What is expected:
Reproduce every one of the items below word for word.

(Data items)
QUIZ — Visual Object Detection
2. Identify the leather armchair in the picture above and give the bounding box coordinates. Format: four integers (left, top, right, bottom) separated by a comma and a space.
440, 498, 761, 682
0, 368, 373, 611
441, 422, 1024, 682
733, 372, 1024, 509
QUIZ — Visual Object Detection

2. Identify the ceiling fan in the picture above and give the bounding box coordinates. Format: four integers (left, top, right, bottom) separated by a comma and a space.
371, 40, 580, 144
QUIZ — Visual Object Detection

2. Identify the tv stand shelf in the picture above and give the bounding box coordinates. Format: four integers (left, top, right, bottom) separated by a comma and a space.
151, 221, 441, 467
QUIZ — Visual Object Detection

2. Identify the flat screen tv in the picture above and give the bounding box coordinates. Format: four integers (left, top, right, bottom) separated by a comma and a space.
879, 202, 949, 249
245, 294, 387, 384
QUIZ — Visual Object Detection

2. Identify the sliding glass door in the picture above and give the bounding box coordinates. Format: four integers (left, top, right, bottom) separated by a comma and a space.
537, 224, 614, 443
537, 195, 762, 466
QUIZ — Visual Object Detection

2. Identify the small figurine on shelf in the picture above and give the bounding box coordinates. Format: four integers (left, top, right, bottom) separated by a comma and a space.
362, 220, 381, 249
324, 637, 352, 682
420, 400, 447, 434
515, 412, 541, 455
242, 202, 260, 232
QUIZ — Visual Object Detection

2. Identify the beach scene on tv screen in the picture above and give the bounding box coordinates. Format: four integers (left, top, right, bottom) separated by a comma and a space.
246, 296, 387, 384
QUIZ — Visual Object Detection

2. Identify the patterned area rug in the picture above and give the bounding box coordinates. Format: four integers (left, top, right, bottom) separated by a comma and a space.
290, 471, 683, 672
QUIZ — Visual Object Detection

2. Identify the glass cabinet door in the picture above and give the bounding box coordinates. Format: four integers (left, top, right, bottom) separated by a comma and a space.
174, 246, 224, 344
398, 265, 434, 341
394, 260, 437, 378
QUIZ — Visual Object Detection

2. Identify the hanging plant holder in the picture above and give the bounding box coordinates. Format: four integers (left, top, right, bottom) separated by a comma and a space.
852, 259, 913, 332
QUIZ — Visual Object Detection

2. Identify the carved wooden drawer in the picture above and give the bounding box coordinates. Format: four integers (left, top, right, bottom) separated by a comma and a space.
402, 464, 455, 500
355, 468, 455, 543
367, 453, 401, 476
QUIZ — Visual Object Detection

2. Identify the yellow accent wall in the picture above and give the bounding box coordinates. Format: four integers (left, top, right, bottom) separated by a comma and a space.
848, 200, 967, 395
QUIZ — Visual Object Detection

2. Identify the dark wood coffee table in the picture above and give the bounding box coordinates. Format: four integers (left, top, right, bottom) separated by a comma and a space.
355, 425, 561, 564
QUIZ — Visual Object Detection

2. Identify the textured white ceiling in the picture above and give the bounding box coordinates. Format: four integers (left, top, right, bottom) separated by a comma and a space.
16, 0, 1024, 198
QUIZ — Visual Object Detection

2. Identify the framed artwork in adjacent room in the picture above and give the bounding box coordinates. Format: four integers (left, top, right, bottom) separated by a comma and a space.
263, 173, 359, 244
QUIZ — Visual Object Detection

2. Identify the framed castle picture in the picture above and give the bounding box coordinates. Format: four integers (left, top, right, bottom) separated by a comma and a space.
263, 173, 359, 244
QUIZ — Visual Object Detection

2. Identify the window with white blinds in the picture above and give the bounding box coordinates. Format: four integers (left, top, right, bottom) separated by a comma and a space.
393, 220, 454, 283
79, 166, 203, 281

Finished exercise:
QUIZ — Visual Object Detection
2. Identify the leather armchair in the picture above and give the bounding box coordinates. Format: four integers (left, top, right, bottom) separated by a comma and a space.
440, 498, 761, 682
0, 368, 373, 611
441, 422, 1024, 682
733, 372, 1024, 509
QUIZ — Visual Object Detection

2. Identify the ceiling fan in the picture above and give the bounding box coordinates. Format: four integers (left, top, right, bottom) separated by a comma and a space.
371, 40, 580, 144
QUIZ — Visual Object Detection

2. Identify the tv stand shelf in the picture above and give the bounding box coordinates. Format: four integers (left, top, right, bottom) separated by a comma and a space.
151, 221, 441, 467
QUIZ — Visual Object Detection

2. Identify the flat screen tv in the picture above and give the bounding box coordinates. Format: four integers (left, top, right, bottom) separated by a comma and a space.
879, 202, 949, 249
245, 294, 387, 384
QUIZ — Visual Object Detection

2. Identify the sliding glass door in the picture above and give the bounding box coordinates. Format: four integers (left, top, right, bottom) separated by a comma and a space.
537, 224, 614, 443
537, 195, 762, 466
QUIZ — Visual Object Detection

2. Identify the small figurine on shelf in the picture above and give the bounding box coordinates. Format: four integers (left, top, right, bottom) separated by a comma and a space.
362, 220, 381, 249
324, 637, 352, 682
420, 400, 447, 434
515, 412, 541, 455
242, 202, 260, 232
QUIZ — Visual Object Detection

2. Identify the beach scene on tv screen in the picture above and give the bounding box coordinates. Format: four integers (left, top, right, bottom) separated by a comma and a space.
246, 296, 387, 384
QUIZ — Visual Object Detection

2. Identify the patterned area rug in the picture above and give the bounding box coordinates. Format: four integers (left, top, right, bottom) separated by a comma and a space.
290, 471, 683, 672
QUIZ — Visual Object Detection

2. Identify the glass cabinet door in the picture above and give the bounding box coordinates. Format: four integers (left, top, right, bottom) separated by a comma and a space.
174, 246, 224, 344
398, 265, 434, 341
394, 260, 437, 378
QUIZ — Visual Object Detection

2. Identify the hanging plant holder in the picture above and give the bounding box coordinates. Format: four integers (left, top, right, bottom) separated by a comma and a space.
852, 259, 913, 332
QUIZ — Visual Object Detection

2. Identify the carved wooden drawer in the picture above and give the bounding box coordinates. Format: four integers (left, top, right, bottom) separated by a comma and a space.
402, 464, 455, 500
355, 468, 455, 543
367, 453, 401, 476
QUIZ — Visual Object Detection

2. Identify the yellow accent wall in the picture above and give the bounding box coordinates. Format: four integers (left, top, right, bottom) separated by a comma and a space.
848, 200, 967, 395
QUIZ — Visual Object Detection

2. Identify the dark wood coffee table in the picture above and give the bounding box coordinates. Format: four integers (left, top, right, bottom) separated by a comma and a space.
355, 425, 561, 564
QUIZ — Visual Object Detection

2. Identify the textured white ceiling in the picture above and give the bounding box coordinates. Format: four integers (left, top, right, bottom) separated by a comma and a space.
16, 0, 1024, 198
QUIZ — Visual Object Detection

2. Identify the framed artwork in adjacent room in the picture above and give the bounding box coordinates. Format: four integers (left, top, right, bottom) separated by a comma and a space.
263, 173, 359, 244
QUIZ — Visual Object Detection

2. Identify the framed castle picture in the picture above and give the bounding box coordinates. Format: four integers (left, top, right, bottom) separated by a comma and a space.
263, 173, 359, 244
QUIZ — Visual Object Detection

2. Identify the window with white blinds in the picture above and give the bounding box coordinates. Format: four integers (left, top, right, bottom) separated by a comma and a space.
393, 220, 454, 283
79, 166, 203, 281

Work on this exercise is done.